→ Extracted information:

------------------------------------------------------------

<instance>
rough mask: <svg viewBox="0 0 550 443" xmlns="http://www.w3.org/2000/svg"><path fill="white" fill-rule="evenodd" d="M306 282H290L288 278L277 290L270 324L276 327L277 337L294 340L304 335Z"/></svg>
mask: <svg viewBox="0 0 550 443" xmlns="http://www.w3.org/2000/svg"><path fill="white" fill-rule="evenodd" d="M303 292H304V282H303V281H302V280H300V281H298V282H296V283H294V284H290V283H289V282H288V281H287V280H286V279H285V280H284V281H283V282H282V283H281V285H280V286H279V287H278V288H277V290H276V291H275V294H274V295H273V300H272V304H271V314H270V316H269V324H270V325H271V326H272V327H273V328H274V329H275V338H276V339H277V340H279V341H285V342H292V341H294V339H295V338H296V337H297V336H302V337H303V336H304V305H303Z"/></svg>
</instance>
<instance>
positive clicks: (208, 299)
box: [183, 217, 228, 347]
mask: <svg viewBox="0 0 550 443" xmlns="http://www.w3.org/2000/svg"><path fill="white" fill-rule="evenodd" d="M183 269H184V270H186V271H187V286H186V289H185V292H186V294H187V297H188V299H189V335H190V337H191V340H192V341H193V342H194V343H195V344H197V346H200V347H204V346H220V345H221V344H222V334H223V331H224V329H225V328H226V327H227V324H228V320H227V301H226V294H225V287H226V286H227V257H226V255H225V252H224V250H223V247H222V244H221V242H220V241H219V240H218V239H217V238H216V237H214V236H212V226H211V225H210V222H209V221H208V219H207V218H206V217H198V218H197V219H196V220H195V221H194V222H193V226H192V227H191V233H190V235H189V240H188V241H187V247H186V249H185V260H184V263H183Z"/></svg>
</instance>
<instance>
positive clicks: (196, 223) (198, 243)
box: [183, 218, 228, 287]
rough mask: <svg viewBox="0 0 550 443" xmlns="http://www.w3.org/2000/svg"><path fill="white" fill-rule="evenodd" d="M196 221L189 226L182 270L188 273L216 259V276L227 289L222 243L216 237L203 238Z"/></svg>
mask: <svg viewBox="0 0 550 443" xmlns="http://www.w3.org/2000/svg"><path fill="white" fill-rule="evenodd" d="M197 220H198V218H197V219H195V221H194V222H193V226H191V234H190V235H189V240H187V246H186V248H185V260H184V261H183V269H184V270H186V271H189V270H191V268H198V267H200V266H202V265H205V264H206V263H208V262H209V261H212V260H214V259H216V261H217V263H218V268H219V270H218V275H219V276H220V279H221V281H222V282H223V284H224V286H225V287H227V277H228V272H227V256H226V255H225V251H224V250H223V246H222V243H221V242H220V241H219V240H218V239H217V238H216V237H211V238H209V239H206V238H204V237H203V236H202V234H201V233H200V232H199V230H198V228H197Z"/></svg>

------------------------------------------------------------

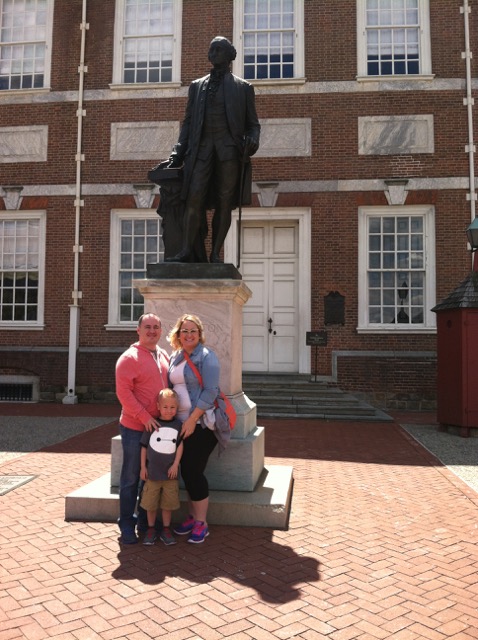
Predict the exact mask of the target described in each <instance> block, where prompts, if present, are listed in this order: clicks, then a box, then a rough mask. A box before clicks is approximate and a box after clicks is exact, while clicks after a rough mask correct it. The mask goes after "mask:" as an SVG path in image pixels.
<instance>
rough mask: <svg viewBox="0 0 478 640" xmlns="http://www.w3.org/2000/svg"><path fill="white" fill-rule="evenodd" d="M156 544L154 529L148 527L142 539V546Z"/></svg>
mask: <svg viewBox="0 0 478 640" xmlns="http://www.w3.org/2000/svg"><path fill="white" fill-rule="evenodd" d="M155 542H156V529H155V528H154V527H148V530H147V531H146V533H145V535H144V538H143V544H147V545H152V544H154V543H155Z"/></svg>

------------------------------------------------------------

→ What the exercise asks:
Pull every line containing "positive" out of the data above.

→ Task output:
positive clicks: (208, 299)
positive clicks: (196, 223) (198, 243)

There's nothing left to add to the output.